+++ Extract to read
I was out for a drive Friday,  driving normally (not spirited in any way), I let up the throttle in a 90 degree right hand corner and when going on throttle again she lost all power (like running on one cylinder only) and sounded strange from the exhaust. My first thought was, out of fuel, my second, misfireing. I limped for some 200-300 meters in order to find a good spot to pull over. While doing this I checked all gauges and warning lights, nothing. I could smell petrol as I pulled over and turned the engine off. Gauge showing 1/2 tank of fuel, so I was pretty sure there was fuel available. Checked the engine bay but nothing obvious.

Decided to get a tow truck :ermm:

He arrived 90 minutes later and suggested we tried to start her up. Cranked alright but no start until I floored the throttle to ventilate out fuel if flooded. Then she started but sounded badly and he shouted to me to turn it off as there was fuel spraying on the exhaust manifold!!! There was a big puddle under the car now, below the exhaust manifold (which also showed a moist stain after cylinder 4).
++++++
+++ Material provided
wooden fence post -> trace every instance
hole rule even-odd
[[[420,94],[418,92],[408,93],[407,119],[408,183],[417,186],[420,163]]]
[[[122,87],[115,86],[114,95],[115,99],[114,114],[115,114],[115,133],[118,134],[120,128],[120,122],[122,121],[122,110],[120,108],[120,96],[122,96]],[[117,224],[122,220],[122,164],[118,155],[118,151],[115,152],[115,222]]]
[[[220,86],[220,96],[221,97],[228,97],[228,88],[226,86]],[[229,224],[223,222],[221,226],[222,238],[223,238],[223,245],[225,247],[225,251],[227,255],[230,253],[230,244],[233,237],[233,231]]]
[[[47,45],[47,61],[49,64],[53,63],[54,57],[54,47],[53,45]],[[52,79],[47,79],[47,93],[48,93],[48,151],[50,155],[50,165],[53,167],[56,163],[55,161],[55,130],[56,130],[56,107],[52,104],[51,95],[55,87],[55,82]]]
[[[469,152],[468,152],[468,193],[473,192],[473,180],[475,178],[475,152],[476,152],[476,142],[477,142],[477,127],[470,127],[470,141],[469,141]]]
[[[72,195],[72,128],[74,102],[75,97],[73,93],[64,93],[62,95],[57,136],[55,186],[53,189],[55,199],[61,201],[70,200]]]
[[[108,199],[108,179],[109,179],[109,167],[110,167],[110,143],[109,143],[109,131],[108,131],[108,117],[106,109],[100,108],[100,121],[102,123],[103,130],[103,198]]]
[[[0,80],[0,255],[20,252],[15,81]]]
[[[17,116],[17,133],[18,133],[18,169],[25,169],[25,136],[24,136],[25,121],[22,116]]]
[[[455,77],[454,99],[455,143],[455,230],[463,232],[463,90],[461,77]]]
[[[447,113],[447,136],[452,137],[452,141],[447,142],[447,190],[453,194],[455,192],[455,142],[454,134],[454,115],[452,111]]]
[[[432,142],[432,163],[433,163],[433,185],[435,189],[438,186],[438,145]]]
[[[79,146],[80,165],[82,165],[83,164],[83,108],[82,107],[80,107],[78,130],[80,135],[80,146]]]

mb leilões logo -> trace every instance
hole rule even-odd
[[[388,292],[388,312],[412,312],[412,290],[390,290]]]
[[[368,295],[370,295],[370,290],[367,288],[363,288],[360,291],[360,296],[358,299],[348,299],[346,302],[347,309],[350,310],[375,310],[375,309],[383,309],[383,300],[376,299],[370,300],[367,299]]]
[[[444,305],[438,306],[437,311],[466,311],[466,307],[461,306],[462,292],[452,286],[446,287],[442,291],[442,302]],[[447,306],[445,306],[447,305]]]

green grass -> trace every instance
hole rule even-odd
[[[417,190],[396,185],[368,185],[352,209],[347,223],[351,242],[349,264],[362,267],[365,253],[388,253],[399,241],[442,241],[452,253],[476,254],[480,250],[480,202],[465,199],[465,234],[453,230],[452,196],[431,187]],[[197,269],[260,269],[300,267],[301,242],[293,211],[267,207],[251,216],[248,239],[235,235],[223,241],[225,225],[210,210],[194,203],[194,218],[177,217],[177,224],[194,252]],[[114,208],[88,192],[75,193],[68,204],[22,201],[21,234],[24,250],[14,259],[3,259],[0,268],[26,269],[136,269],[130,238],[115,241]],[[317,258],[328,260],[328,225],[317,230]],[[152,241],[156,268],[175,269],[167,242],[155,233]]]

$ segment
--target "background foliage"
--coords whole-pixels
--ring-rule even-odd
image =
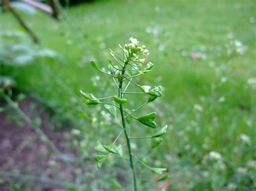
[[[136,37],[147,45],[155,64],[153,74],[142,82],[164,88],[161,101],[149,106],[149,111],[157,108],[159,125],[170,127],[164,143],[151,156],[157,166],[157,159],[169,166],[168,185],[149,182],[143,186],[252,190],[256,186],[255,6],[250,0],[105,1],[72,7],[61,22],[40,13],[24,15],[42,47],[58,56],[37,58],[22,67],[2,66],[0,74],[11,76],[19,90],[39,97],[51,108],[56,125],[79,129],[79,138],[72,144],[79,145],[85,164],[94,166],[96,135],[104,142],[117,132],[102,108],[84,107],[78,90],[107,95],[109,82],[88,61],[93,58],[106,67],[107,48],[118,52],[117,45]],[[1,31],[19,30],[9,15],[1,17]],[[138,102],[143,100],[131,102]],[[136,131],[139,135],[145,131]],[[146,145],[141,142],[134,146],[139,153]],[[122,168],[114,171],[111,166],[106,164],[106,174],[96,172],[86,180],[93,180],[95,189],[110,189],[109,180],[123,173]],[[121,185],[127,186],[127,181]]]

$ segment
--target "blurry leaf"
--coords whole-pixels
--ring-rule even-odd
[[[161,174],[164,171],[167,170],[165,168],[150,168],[150,169],[157,174]]]
[[[166,133],[166,130],[167,130],[167,127],[168,127],[168,125],[165,125],[162,129],[161,129],[159,131],[158,131],[155,134],[154,134],[153,136],[152,136],[152,138],[158,137],[165,134]]]
[[[36,9],[27,3],[20,2],[11,2],[10,4],[12,7],[20,10],[28,15],[34,16],[36,14]]]
[[[151,148],[154,148],[158,146],[161,142],[163,141],[163,138],[161,137],[157,137],[153,139],[153,142],[152,143]]]
[[[123,187],[121,185],[117,182],[116,179],[112,179],[110,182],[110,187],[112,189],[122,189]]]
[[[17,100],[18,102],[21,102],[23,101],[24,100],[25,100],[25,98],[26,98],[26,95],[24,94],[21,93],[18,95],[17,97]]]
[[[0,87],[5,88],[9,87],[14,87],[15,85],[15,81],[11,77],[0,76]]]
[[[106,160],[107,156],[106,155],[100,154],[96,155],[96,160],[97,162],[97,166],[98,167],[98,169],[100,169],[100,167],[103,165],[105,160]]]

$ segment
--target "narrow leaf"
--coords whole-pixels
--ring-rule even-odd
[[[156,137],[153,139],[153,142],[152,143],[151,148],[154,148],[158,146],[163,141],[161,137]]]
[[[157,179],[157,181],[158,181],[158,182],[162,181],[163,181],[163,180],[166,180],[166,179],[169,179],[169,177],[170,177],[169,174],[166,173],[166,174],[164,174],[163,176],[160,176],[159,178],[158,178]]]
[[[112,153],[114,153],[114,154],[117,153],[116,150],[114,148],[114,146],[111,145],[104,145],[103,147],[105,148],[106,148],[107,151],[109,151],[109,152]]]
[[[154,137],[158,137],[161,136],[162,135],[165,134],[166,133],[166,130],[167,130],[167,128],[168,127],[168,125],[165,125],[164,126],[162,129],[161,129],[159,131],[157,132],[156,133],[154,133],[153,136],[152,136],[152,138]]]
[[[155,172],[157,174],[161,174],[164,171],[165,171],[167,170],[167,168],[150,168],[150,169],[153,172]]]
[[[140,86],[139,88],[142,90],[142,91],[147,94],[149,93],[149,91],[151,87],[149,86]]]
[[[100,167],[102,166],[102,165],[106,160],[107,156],[104,154],[100,154],[96,155],[96,160],[97,162],[97,166],[98,167],[98,169],[100,169]]]
[[[83,92],[82,90],[80,90],[80,93],[82,94],[82,95],[83,96],[83,97],[84,97],[84,98],[86,98],[87,100],[92,100],[92,99],[91,98],[91,97],[89,96],[89,95],[86,93],[85,93],[84,92]]]
[[[99,69],[99,68],[97,65],[96,62],[95,62],[95,61],[92,60],[91,60],[90,63],[92,65],[92,66],[93,67],[93,68],[95,68],[96,69],[97,69],[97,70]]]
[[[86,104],[87,105],[97,105],[99,103],[100,103],[100,102],[99,100],[97,100],[97,98],[95,97],[92,94],[90,94],[89,96],[91,98],[91,99],[90,100],[88,100],[86,102]]]

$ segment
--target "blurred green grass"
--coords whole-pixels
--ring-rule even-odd
[[[61,22],[41,13],[24,15],[42,46],[56,51],[60,58],[8,67],[5,72],[11,73],[20,90],[39,95],[59,116],[78,121],[80,113],[76,111],[82,103],[56,79],[77,95],[79,89],[97,92],[98,87],[91,79],[99,74],[87,61],[93,58],[106,68],[107,48],[118,52],[118,44],[136,38],[147,45],[148,60],[155,63],[140,82],[164,88],[157,104],[161,114],[158,122],[171,128],[161,154],[197,171],[196,165],[203,157],[217,151],[230,169],[223,176],[232,181],[235,167],[255,158],[255,85],[253,88],[247,83],[256,77],[255,7],[255,1],[249,0],[99,1],[70,8],[68,18]],[[19,28],[8,14],[1,15],[1,29]],[[242,54],[237,52],[241,46],[235,45],[240,42],[245,47]],[[199,58],[193,59],[191,54]],[[251,138],[251,145],[242,145],[241,133]],[[166,159],[176,173],[173,161]]]

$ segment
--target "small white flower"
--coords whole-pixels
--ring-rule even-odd
[[[240,174],[246,174],[247,172],[247,169],[245,168],[239,167],[237,168],[237,172]]]
[[[248,144],[248,145],[251,144],[251,138],[245,135],[245,134],[241,134],[239,136],[239,138],[245,144]]]
[[[146,61],[146,59],[145,58],[142,59],[139,59],[139,61],[143,63],[144,63],[145,61]]]
[[[128,45],[128,46],[129,47],[130,49],[134,49],[135,48],[135,45],[132,43],[130,43]]]
[[[227,189],[228,190],[236,190],[237,186],[233,182],[228,183],[228,185],[227,186]]]
[[[209,158],[212,160],[221,160],[222,158],[221,154],[216,151],[211,151],[209,153]]]
[[[198,110],[200,112],[203,111],[203,107],[201,105],[200,105],[199,104],[195,104],[194,105],[194,109],[196,110]]]
[[[134,44],[135,46],[138,45],[139,43],[137,39],[132,37],[130,38],[130,42]]]
[[[223,83],[226,82],[227,81],[227,79],[226,77],[221,77],[221,79],[220,80],[220,81]]]
[[[146,55],[149,55],[149,51],[147,49],[144,49],[143,51],[143,54]]]
[[[226,98],[224,96],[221,96],[219,98],[218,101],[220,103],[224,102],[226,101]]]

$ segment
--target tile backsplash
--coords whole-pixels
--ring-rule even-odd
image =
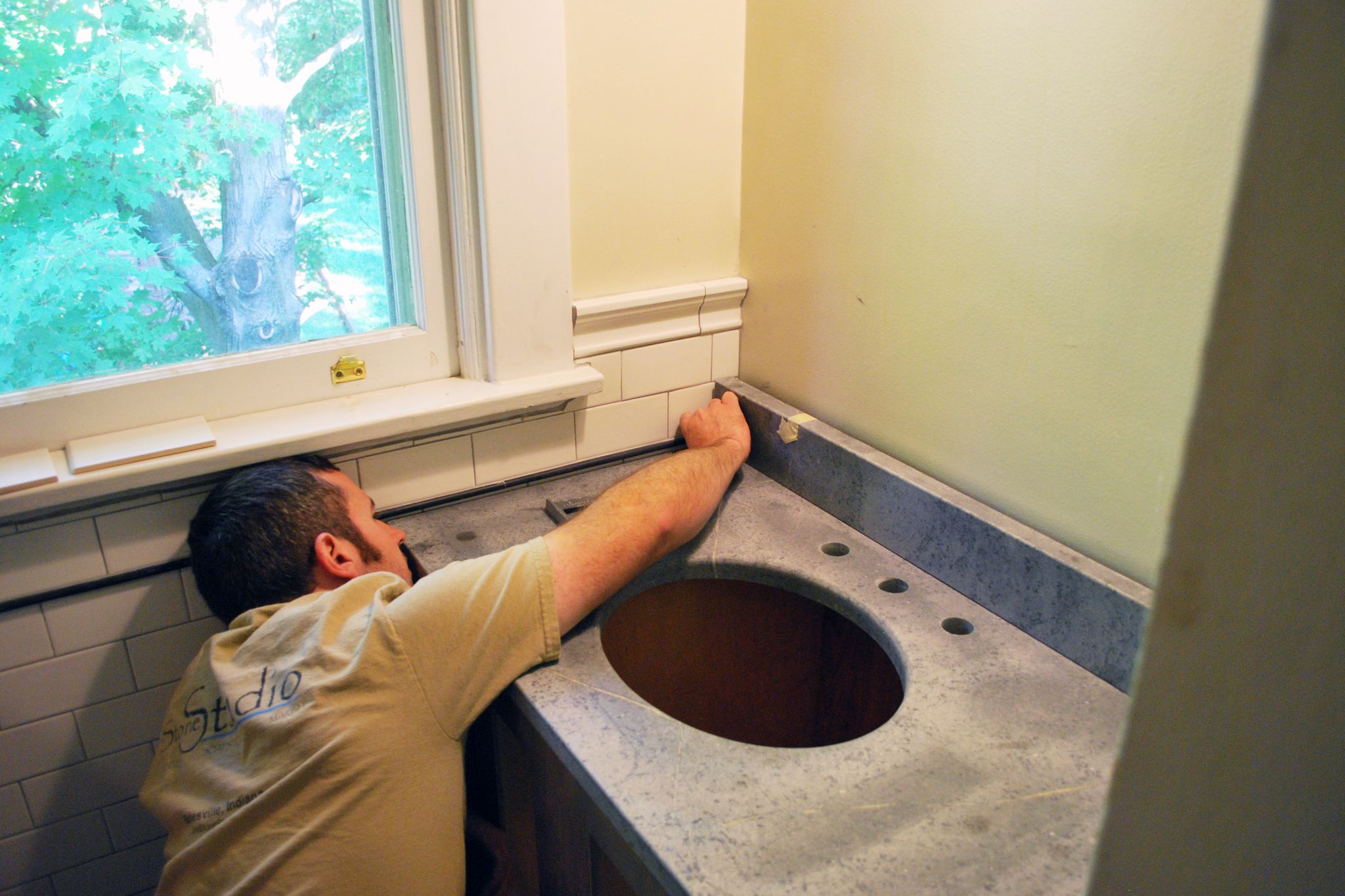
[[[334,459],[386,509],[658,445],[737,375],[737,345],[726,330],[578,359],[604,387],[561,411]],[[0,600],[186,557],[208,488],[0,524]],[[164,832],[134,795],[178,677],[222,629],[187,570],[0,610],[0,896],[153,889]]]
++++++
Task objective: Write the next part of the account of the car that lost power on a drive and then sprayed fuel onto the exhaust manifold, starting after its final sentence.

Answer for this exercise:
manifoldmoist.JPG
This I thought was strange as there is no fuel line in that part of the engine bay, but the smell of fuel was strong. I checked feed and return lines in the fueling system but couldn't find any leaks. Dipped my fingers in the puddle on the tarmac and they turned brown, like it was oil and the smell of fuel was more like the smell from exhaust mixed in oil from crankhouse.

This is when I started to think along the lines of "head gasket failure". The engine was now cool so I could check coolant level, and it was pretty low, although not empty but there was a smell of exhaust when I opened the header tank.
Oil was at upper mark according to dipstick and no indication of coolant in the oil.

Yesterday I checked compression on all 4 cylinders, reading as follows in PSI (readings from November in line below)
cyl1: 155   cyl2: 150   cyl3: 143   cyl4: 150

cyl 1: 151  cyl 2: 152  cyl 3: 159  cyl 4: 152

Looks like cylinder 3 has lost some pressure. The others I'd say is within the difference one could expect from ambient temp and the state of the battery.

Is it possible to change the head gasket with the engine in the car or do I need to take it out?

 

========================================
Torque times RPM equals horsepower!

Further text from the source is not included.